The Magical Move Leaders Can Make To Create Seismic Change
This article originally appeared in Forbes.
What if the most critical change in any organizational change is within the leaders?
When Timothy Renick, Ph.D., joined Georgia State University (GSU), he was a new professor in a large, research-oriented university with a big problem, retention. Especially acute among students from underserved backgrounds, Renick realized that not only were students suffering, but so was GSU. Thus, began work that caused a shift so profound that GSU now achieves stunning results in graduation rates. Again, this is especially true for students from underserved backgrounds (235% increase in undergraduate degrees awarded to Hispanic students.)
Renick now leads the National Institute for Student Success(NISS), where the research continues. In addition, he and his team share the lessons with other institutions that wrestle with the same problems.

════════════════

LIST OF TASKS —
a. In the article, what organization does Renick now lead?
b. Please retype the article word for word, starting with "What if the" and going on through "the same problems.".

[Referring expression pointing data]
════════════════

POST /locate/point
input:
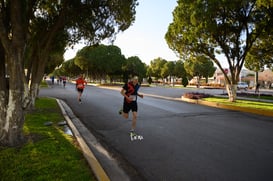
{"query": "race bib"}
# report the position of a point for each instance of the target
(132, 97)
(80, 86)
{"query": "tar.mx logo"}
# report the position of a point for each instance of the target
(136, 137)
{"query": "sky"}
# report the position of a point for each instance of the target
(145, 38)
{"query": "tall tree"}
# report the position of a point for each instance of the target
(212, 27)
(133, 66)
(28, 25)
(101, 60)
(200, 66)
(156, 66)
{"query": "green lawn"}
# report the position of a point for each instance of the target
(48, 154)
(242, 103)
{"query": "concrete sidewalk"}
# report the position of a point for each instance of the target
(88, 144)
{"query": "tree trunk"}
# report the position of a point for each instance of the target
(231, 90)
(11, 130)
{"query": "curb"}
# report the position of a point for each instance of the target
(222, 106)
(88, 154)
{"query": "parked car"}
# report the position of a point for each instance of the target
(242, 85)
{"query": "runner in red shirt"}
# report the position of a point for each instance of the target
(80, 84)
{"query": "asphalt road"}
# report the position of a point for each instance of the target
(182, 141)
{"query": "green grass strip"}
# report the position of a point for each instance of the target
(242, 103)
(48, 154)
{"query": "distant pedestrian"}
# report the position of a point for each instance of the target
(80, 85)
(52, 79)
(130, 93)
(257, 88)
(64, 80)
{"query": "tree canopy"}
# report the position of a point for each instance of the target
(29, 35)
(214, 27)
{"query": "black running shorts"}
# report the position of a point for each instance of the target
(127, 107)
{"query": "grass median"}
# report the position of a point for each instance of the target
(266, 106)
(48, 153)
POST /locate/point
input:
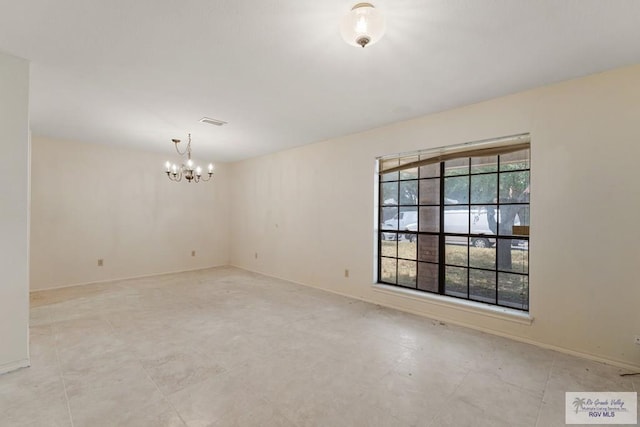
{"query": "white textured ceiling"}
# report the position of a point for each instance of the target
(140, 72)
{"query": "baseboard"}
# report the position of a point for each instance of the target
(13, 366)
(587, 356)
(116, 279)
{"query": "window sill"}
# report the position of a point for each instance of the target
(502, 313)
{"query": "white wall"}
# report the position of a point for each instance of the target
(308, 212)
(14, 212)
(93, 202)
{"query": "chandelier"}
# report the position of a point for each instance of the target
(188, 170)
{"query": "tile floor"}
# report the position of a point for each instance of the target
(225, 347)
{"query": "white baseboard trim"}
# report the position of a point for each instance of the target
(13, 366)
(117, 279)
(587, 356)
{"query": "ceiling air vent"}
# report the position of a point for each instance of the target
(212, 121)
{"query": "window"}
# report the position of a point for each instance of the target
(456, 222)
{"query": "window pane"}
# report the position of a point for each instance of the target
(430, 171)
(407, 272)
(455, 282)
(388, 247)
(484, 219)
(409, 173)
(406, 248)
(428, 277)
(389, 218)
(409, 192)
(429, 219)
(484, 164)
(513, 255)
(456, 220)
(388, 270)
(389, 194)
(456, 190)
(516, 160)
(507, 215)
(456, 167)
(482, 257)
(514, 187)
(522, 219)
(484, 188)
(482, 285)
(428, 248)
(430, 191)
(513, 290)
(456, 250)
(393, 176)
(388, 164)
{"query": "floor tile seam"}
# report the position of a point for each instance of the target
(435, 416)
(61, 374)
(544, 391)
(278, 409)
(164, 396)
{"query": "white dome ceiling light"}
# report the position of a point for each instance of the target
(363, 26)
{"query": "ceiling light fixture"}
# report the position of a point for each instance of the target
(188, 170)
(363, 26)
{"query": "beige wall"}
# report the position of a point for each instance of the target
(14, 213)
(91, 201)
(308, 212)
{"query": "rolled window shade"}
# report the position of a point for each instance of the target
(484, 148)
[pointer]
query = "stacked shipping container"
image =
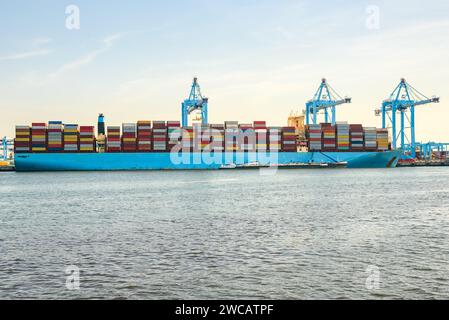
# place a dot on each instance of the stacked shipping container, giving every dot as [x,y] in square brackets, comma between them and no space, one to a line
[315,135]
[343,136]
[55,136]
[87,139]
[159,136]
[370,139]
[260,127]
[382,140]
[329,137]
[174,134]
[289,143]
[231,135]
[144,134]
[39,137]
[129,137]
[71,138]
[247,138]
[357,140]
[22,141]
[113,143]
[187,139]
[217,135]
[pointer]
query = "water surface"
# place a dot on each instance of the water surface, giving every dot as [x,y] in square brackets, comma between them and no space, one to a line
[304,234]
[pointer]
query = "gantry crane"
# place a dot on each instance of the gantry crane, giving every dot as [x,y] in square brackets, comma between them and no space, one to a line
[324,99]
[195,102]
[402,102]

════════════════

EXPECTED OUTPUTS —
a. The National Institute for Student Success (NISS).

b.
What if the most critical change in any organizational change is within the leaders?
When Timothy Renick, Ph.D., joined Georgia State University (GSU), he was a new professor in a large, research-oriented university with a big problem, retention. Especially acute among students from underserved backgrounds, Renick realized that not only were students suffering, but so was GSU. Thus, began work that caused a shift so profound that GSU now achieves stunning results in graduation rates. Again, this is especially true for students from underserved backgrounds (235% increase in undergraduate degrees awarded to Hispanic students.)
Renick now leads the National Institute for Student Success(NISS), where the research continues. In addition, he and his team share the lessons with other institutions that wrestle with the same problems.